* **Available records**

------------------------------------------------------------

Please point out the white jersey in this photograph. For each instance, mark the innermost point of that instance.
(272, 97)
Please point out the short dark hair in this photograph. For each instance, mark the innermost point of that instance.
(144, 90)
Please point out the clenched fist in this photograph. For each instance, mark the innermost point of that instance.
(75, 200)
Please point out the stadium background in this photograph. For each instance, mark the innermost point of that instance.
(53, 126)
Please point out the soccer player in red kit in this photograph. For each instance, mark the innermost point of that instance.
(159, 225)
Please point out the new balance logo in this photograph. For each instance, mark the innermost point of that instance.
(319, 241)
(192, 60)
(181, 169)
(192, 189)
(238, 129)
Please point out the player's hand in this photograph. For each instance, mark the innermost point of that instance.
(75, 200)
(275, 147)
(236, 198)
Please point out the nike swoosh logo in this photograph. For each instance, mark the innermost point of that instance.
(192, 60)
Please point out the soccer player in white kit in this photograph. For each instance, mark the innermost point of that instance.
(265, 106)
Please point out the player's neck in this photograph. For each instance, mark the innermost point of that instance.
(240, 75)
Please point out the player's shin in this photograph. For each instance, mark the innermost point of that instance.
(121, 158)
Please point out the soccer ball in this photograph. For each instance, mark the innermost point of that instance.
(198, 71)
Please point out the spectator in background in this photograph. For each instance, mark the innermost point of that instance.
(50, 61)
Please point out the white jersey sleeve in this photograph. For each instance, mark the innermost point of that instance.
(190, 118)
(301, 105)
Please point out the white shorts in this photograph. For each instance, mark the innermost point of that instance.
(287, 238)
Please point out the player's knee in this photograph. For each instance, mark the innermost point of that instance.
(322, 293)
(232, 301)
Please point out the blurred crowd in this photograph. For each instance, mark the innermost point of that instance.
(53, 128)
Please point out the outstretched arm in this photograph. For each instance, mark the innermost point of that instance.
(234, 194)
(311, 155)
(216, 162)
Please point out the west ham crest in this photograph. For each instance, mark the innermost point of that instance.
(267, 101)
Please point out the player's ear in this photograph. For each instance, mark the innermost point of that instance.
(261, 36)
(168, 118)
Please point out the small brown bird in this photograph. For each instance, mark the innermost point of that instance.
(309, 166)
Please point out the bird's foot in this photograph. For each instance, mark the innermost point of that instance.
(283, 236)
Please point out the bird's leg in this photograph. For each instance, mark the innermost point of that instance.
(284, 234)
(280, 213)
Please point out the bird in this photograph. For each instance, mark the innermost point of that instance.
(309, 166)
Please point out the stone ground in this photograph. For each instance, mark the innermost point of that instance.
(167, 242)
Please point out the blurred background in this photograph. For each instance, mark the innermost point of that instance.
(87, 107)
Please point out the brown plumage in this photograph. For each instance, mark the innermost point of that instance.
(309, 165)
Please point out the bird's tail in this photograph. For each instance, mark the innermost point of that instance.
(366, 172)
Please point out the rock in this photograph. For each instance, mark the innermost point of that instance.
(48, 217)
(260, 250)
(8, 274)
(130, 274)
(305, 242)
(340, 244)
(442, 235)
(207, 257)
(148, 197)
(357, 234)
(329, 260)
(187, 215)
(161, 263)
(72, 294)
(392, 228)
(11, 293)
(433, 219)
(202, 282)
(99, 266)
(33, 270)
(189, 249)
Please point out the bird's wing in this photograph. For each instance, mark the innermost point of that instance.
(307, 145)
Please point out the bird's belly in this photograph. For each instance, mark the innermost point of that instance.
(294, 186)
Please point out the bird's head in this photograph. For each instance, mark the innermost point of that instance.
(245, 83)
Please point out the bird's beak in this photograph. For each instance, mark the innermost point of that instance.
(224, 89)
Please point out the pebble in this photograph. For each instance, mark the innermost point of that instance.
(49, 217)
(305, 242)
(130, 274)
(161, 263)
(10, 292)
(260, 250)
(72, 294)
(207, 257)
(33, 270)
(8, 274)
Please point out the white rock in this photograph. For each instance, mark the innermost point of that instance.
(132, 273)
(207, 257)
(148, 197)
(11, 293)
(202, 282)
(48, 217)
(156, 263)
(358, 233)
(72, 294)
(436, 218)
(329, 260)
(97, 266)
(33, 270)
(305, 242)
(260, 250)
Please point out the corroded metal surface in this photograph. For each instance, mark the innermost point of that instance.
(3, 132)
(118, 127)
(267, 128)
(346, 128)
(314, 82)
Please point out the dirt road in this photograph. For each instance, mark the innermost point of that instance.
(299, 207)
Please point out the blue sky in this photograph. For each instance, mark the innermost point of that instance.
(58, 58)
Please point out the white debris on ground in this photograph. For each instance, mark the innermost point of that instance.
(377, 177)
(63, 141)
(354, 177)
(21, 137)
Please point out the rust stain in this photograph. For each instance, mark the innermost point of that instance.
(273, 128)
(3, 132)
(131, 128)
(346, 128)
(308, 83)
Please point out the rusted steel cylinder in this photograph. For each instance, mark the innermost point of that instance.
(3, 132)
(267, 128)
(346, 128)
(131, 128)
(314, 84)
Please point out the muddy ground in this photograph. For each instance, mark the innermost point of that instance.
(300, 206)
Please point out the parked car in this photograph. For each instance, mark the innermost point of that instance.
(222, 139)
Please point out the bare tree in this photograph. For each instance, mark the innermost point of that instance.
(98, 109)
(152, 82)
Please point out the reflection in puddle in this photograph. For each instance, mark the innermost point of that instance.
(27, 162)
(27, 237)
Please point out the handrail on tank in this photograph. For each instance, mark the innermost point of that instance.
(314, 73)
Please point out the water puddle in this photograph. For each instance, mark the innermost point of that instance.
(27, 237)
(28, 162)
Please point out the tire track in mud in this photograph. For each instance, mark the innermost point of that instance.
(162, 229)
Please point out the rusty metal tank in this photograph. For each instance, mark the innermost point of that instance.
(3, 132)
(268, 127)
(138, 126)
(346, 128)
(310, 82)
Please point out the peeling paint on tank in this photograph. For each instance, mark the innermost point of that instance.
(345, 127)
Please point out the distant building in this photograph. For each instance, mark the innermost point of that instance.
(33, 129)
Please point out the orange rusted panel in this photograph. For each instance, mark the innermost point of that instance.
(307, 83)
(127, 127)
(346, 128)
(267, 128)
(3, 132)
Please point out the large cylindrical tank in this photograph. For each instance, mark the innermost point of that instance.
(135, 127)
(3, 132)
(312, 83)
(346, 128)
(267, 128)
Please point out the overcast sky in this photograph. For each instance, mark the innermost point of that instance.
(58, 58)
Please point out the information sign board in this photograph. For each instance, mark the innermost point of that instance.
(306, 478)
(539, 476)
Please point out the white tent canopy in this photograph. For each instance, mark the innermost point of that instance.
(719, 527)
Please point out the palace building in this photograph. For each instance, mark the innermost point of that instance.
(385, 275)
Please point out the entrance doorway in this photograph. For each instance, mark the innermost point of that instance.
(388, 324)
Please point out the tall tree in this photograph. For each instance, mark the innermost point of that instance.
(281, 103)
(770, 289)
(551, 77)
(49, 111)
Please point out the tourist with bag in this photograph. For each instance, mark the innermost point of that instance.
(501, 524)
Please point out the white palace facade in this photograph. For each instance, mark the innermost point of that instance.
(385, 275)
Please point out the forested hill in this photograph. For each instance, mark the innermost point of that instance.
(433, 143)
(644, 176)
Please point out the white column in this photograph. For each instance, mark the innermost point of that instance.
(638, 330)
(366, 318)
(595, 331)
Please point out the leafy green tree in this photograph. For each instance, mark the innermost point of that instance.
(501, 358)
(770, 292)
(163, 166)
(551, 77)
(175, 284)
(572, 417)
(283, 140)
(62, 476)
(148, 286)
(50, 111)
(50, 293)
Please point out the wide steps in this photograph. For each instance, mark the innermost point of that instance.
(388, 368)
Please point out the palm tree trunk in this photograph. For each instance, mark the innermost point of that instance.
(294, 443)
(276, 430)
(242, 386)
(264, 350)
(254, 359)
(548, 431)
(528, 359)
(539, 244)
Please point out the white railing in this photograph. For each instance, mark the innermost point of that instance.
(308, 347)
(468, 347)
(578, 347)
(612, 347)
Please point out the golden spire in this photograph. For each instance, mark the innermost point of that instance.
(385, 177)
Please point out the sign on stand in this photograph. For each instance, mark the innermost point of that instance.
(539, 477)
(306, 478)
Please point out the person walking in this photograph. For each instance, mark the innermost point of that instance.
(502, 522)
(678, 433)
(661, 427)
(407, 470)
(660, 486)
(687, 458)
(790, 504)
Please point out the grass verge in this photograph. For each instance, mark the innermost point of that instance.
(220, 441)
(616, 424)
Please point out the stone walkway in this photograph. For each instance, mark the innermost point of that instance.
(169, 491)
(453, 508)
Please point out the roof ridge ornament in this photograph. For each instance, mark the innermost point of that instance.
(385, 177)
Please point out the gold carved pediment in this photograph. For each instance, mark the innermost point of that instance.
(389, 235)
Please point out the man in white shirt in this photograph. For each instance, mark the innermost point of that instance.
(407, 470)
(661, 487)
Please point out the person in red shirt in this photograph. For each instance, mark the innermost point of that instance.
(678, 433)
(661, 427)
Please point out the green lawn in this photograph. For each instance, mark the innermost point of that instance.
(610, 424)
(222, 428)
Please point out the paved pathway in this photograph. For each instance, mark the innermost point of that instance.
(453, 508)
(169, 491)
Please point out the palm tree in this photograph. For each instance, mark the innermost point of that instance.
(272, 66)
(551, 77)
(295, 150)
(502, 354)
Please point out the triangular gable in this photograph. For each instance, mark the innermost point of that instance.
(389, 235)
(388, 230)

------------------------------------------------------------

* **What is required**
Please quote exactly the lines from the one containing "Please point out the gold carved" through the last line of the records above, both included, and nothing else.

* **Output below**
Please point out the gold carved pediment in this photograph. For each instance, mark the innermost point of that instance.
(389, 235)
Please point out the man in white shirt in this photograph. For each instance, mark the innermost point of that instance.
(407, 470)
(661, 487)
Please point out the person in red shirt in this photograph. For each instance, mark the innermost point of that instance.
(678, 433)
(661, 427)
Please point out the green lawn in this photograph. For each instance, mark the innermost point of that instance.
(610, 424)
(222, 428)
Please point out the paved pathway in this photograph. For each instance, mark the innermost point of that instance.
(453, 508)
(169, 491)
Please point out the palm tree in this photograph. For each instance, mark the innermost point of that instance.
(272, 66)
(551, 77)
(295, 150)
(502, 354)
Please point out the triangular gable in this photograph. For each instance, mark the innermost point of that instance.
(389, 235)
(388, 230)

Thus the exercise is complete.